Provided information Block Start
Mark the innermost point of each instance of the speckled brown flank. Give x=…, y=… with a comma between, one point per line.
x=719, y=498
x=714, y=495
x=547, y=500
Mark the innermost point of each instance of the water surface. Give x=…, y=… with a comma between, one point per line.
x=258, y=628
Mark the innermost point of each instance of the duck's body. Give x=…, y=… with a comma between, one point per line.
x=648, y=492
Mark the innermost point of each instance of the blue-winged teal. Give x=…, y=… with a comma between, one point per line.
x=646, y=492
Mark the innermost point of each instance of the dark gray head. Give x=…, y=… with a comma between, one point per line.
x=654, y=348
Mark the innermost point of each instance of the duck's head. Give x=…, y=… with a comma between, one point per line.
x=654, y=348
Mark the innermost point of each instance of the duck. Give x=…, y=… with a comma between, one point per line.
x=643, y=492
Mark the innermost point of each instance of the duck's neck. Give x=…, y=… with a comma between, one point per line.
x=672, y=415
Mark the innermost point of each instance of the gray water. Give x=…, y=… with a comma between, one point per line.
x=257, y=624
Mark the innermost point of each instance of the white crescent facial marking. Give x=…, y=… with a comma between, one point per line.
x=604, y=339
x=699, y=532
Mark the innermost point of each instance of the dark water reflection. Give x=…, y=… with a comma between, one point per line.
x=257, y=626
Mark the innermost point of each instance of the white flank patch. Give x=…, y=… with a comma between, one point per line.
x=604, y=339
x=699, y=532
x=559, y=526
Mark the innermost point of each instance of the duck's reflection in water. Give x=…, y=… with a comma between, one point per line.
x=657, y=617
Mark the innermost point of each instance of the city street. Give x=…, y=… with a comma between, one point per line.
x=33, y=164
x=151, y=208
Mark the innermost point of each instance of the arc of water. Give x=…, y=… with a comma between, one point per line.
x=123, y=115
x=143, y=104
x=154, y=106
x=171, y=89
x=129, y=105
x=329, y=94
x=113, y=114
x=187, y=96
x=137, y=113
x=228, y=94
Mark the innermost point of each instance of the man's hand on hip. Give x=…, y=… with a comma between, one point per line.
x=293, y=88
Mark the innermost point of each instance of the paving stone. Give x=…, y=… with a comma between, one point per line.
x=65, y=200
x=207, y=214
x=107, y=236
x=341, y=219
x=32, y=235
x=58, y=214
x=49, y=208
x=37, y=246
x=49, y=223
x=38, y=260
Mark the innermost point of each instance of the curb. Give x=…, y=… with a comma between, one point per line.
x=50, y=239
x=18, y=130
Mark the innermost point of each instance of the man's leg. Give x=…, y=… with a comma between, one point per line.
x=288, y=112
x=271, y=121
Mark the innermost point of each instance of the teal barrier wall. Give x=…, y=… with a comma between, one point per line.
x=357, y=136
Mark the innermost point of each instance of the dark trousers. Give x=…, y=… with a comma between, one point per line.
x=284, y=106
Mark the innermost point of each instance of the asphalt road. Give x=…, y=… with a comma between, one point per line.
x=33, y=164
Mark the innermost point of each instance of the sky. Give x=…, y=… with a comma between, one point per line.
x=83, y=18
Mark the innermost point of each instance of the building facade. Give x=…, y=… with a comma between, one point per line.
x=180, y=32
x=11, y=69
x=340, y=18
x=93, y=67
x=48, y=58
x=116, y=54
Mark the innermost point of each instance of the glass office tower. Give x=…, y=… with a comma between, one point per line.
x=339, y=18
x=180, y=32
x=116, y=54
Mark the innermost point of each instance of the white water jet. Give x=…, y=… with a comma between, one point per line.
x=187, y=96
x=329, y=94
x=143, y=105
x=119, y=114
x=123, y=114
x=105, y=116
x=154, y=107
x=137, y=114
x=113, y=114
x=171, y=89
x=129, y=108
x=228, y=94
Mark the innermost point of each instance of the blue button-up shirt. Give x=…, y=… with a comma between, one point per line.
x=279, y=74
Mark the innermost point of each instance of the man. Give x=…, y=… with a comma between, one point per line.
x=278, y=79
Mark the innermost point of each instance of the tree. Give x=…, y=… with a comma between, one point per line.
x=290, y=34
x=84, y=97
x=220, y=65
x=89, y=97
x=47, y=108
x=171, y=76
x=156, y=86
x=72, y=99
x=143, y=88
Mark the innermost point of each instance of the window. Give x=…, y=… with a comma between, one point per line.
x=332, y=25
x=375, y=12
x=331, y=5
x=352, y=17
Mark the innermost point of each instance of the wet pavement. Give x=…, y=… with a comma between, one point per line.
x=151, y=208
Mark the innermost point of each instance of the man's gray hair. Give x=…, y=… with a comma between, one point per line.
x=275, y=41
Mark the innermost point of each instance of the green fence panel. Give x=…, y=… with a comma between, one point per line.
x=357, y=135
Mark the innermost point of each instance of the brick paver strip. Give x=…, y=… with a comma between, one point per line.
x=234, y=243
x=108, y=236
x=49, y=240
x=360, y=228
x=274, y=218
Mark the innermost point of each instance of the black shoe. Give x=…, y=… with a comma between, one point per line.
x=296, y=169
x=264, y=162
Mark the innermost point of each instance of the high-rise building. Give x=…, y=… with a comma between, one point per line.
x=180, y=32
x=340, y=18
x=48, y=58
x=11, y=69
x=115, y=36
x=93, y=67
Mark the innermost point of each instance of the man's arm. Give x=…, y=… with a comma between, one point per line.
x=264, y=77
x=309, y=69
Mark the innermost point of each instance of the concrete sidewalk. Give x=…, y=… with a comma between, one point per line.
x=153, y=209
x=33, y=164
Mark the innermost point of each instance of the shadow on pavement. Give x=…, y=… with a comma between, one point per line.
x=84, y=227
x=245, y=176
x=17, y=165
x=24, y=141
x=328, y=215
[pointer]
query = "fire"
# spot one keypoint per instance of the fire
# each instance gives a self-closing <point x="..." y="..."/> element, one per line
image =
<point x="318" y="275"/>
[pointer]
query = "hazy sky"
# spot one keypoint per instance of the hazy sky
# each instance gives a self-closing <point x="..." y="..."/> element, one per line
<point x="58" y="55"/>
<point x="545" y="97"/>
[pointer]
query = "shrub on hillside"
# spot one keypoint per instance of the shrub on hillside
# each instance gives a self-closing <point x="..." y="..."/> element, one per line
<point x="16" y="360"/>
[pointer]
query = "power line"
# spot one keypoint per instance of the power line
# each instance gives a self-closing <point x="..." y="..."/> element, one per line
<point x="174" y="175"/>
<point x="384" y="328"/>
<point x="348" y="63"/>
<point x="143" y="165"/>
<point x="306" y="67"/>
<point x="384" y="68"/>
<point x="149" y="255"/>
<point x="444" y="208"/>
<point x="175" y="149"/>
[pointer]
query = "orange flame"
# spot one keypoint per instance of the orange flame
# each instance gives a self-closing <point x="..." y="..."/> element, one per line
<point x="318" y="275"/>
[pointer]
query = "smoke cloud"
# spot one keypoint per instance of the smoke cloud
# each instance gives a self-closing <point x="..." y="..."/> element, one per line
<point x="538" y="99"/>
Provided information Block End
* Problem requirements
List the lines of the entries that include "shrub".

* Exercise solution
query = "shrub on hillside"
# spot one keypoint per instance of the shrub on hillside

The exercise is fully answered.